Une expression commence à se banaliser dans les médias et chez certains politiciens : c’est celle d’« émigration illégale ». On l’emploie beaucoup depuis quelques jours, à propos de ces Africains qui, par le désert puis par la mer, tentent de traverser l’inconnu pour rejoindre les rivages européens.

La notion d’« émigration illégale » nous alarme, pour les lendemains maléfiques qu’elle paraît annoncer. Elle n’est pas nouvelle puisque déjà Le Monde titrait le 23 juin 2003 : « Les Quinze ne sanctionneront pas les pays d’émigration illégale. » Peu après, le gouvernement marocain promulguait la loi n° 02-03 du 11 novembre 2003 « relative à l’entrée et au séjour des étrangers au Maroc et à l’immigration et l’émigration irrégulières », dont les articles 50 à 52 punissent sévèrement (jusqu’à vingt ans de réclusion) quiconque quitte ou aide à quitter « le territoire marocain d’une façon clandestine ». Et de fait, poussé en cela par l’Union européenne (UE), le Maroc a pris l’habitude de faire la chasse aux sortants - ce qui, on le sait, s’est soldé par une quinzaine de morts par balle lors des événements de Ceuta et Melilla de l’automne 2005.

Aujourd’hui, l’expression « émigration illégale » se propage, transformant le seul fait de prendre la route en un acte répréhensible. Elle vient de recevoir l’aval de la Conférence des ministres de l’intérieur de la Méditerranée occidentale (CIMO), qui s’est tenue à Nice les 11 et 12 mai 2006, sous la présidence de Nicolas Sarkozy, par un communiqué « saluant les efforts des pays de la rive sud de la Méditerranée pour contenir l’émigration illégale vers l’Europe ». Plus au sud, les autorités sénégalaises viennent d’annoncer qu’elles ont procédé sur leur propre territoire à l’arrestation de plus de 1 500 « candidats à l’émigration clandestine » qui s’apprêtaient à rejoindre les Canaries en pirogue (AFP, 22 mai 2006).

▶ DONNÉES EXTRAITES:
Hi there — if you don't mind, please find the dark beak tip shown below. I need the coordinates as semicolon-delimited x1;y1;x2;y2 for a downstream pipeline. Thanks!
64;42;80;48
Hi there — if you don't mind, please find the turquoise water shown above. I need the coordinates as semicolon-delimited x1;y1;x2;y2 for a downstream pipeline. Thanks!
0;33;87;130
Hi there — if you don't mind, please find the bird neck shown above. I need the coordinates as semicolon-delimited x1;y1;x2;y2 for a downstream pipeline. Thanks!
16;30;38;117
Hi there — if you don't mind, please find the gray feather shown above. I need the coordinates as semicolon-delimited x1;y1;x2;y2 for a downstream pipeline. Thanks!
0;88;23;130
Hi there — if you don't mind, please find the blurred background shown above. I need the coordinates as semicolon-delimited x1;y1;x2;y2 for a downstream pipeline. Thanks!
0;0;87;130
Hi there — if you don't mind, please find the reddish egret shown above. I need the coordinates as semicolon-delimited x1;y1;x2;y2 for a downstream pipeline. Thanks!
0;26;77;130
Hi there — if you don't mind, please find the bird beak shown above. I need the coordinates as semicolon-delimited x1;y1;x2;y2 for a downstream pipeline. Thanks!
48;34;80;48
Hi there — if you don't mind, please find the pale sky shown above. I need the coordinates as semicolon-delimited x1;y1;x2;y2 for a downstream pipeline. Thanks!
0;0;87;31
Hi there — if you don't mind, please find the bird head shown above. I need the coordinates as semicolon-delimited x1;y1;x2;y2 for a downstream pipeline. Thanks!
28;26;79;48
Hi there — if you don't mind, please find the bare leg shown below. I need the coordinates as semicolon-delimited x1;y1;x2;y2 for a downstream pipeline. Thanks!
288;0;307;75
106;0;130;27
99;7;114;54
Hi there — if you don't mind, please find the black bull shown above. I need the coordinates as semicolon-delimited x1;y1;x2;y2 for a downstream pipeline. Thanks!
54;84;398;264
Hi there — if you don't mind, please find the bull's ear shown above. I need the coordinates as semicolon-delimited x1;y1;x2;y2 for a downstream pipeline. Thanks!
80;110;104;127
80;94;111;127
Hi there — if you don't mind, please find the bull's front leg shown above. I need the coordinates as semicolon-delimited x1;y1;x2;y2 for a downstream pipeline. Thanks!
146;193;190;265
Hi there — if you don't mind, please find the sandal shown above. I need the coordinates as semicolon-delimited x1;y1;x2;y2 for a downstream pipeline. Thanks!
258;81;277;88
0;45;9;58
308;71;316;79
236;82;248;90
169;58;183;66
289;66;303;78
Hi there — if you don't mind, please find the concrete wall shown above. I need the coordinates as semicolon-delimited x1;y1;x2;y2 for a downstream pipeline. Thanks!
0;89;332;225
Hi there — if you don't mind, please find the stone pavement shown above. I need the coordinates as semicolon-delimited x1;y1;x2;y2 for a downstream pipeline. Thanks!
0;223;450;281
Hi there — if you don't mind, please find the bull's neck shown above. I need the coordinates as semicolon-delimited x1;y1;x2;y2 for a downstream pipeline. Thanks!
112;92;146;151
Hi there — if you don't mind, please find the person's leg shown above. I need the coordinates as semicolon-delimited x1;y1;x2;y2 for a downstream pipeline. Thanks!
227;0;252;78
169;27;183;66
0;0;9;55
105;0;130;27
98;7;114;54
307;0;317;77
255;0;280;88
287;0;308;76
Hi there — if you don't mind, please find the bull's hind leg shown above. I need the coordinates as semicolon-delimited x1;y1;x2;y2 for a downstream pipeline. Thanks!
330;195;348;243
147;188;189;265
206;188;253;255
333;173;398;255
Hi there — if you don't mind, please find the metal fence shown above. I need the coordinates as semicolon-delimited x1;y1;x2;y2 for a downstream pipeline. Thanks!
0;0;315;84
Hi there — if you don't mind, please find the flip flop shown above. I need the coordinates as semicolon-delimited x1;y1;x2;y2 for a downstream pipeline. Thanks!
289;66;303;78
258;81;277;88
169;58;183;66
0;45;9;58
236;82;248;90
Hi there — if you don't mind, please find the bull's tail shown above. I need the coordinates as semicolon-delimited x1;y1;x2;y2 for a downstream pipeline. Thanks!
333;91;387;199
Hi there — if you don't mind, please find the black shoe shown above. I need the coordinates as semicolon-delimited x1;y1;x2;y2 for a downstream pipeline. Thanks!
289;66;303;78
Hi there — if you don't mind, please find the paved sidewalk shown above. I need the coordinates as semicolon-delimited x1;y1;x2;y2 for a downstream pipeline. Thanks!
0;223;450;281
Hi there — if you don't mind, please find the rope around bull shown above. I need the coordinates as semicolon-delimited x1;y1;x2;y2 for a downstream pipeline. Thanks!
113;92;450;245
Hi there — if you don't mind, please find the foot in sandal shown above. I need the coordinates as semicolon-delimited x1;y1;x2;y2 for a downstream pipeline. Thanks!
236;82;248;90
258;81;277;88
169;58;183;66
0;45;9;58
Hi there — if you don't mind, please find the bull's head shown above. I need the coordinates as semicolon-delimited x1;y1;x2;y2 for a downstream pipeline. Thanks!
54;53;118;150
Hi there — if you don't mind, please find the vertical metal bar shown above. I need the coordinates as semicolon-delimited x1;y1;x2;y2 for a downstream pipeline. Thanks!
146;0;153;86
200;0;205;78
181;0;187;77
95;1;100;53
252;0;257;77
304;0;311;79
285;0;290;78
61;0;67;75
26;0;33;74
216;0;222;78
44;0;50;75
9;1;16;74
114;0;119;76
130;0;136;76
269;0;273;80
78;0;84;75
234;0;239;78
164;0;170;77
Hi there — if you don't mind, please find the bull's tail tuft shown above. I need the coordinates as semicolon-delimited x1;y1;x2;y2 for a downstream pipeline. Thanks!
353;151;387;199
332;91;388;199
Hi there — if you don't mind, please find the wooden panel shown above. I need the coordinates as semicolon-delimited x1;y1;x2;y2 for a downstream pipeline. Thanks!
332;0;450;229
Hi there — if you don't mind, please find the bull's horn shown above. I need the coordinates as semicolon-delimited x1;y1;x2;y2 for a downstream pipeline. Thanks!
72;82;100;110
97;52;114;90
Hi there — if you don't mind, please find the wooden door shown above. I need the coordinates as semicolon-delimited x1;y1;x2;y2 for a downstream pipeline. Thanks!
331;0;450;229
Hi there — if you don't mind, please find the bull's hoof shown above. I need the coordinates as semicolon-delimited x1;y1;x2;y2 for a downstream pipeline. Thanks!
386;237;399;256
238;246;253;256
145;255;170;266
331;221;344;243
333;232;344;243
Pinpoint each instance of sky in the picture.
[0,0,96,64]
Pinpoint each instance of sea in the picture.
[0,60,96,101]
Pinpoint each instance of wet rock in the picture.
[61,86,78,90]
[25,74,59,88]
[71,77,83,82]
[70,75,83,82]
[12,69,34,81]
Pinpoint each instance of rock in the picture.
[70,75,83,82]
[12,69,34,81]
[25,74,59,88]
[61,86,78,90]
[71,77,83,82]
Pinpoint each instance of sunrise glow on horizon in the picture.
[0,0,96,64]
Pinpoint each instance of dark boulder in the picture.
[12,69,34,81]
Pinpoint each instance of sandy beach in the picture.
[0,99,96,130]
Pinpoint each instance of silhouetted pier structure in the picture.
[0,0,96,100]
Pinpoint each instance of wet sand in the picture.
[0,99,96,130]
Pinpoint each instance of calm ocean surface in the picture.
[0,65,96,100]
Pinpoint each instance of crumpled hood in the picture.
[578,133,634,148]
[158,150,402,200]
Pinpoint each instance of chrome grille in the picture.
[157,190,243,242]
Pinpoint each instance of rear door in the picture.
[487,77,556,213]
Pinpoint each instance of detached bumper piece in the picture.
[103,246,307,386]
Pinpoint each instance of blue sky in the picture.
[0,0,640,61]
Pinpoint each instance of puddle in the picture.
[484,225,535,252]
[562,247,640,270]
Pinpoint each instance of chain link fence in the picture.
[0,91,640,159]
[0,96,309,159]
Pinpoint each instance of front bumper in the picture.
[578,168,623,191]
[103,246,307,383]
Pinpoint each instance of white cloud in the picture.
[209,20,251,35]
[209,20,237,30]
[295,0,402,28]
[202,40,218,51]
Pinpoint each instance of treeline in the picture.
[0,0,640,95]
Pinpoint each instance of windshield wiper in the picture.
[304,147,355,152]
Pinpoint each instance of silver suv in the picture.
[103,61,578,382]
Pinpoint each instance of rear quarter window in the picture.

▶ OBJECTIF A:
Relevez toutes les dates complètes (jour, mois et année) citées dans le texte sur l'émigration illégale.
▶ OBJECTIF B:
Répondez brièvement aux questions suivantes d'après le texte sur l'émigration illégale.
(i) Quelle peine maximale les articles 50 à 52 de la loi marocaine n° 02-03 prévoient-ils ?
(ii) Dans quelle ville s'est tenue la Conférence des ministres de l'intérieur de la Méditerranée occidentale ?
(iii) Combien de personnes les autorités sénégalaises ont-elles annoncé avoir arrêtées ?
Répondez en vous fondant uniquement sur le texte sur l'émigration illégale.

▶ RÉPONSE ATTENDUE A:
- 23 juin 2003
- 11 novembre 2003
- 11 et 12 mai 2006
- 22 mai 2006

▶ RÉPONSE ATTENDUE B:
(i) Jusqu'à vingt ans de réclusion.
(ii) À Nice.
(iii) Plus de 1 500.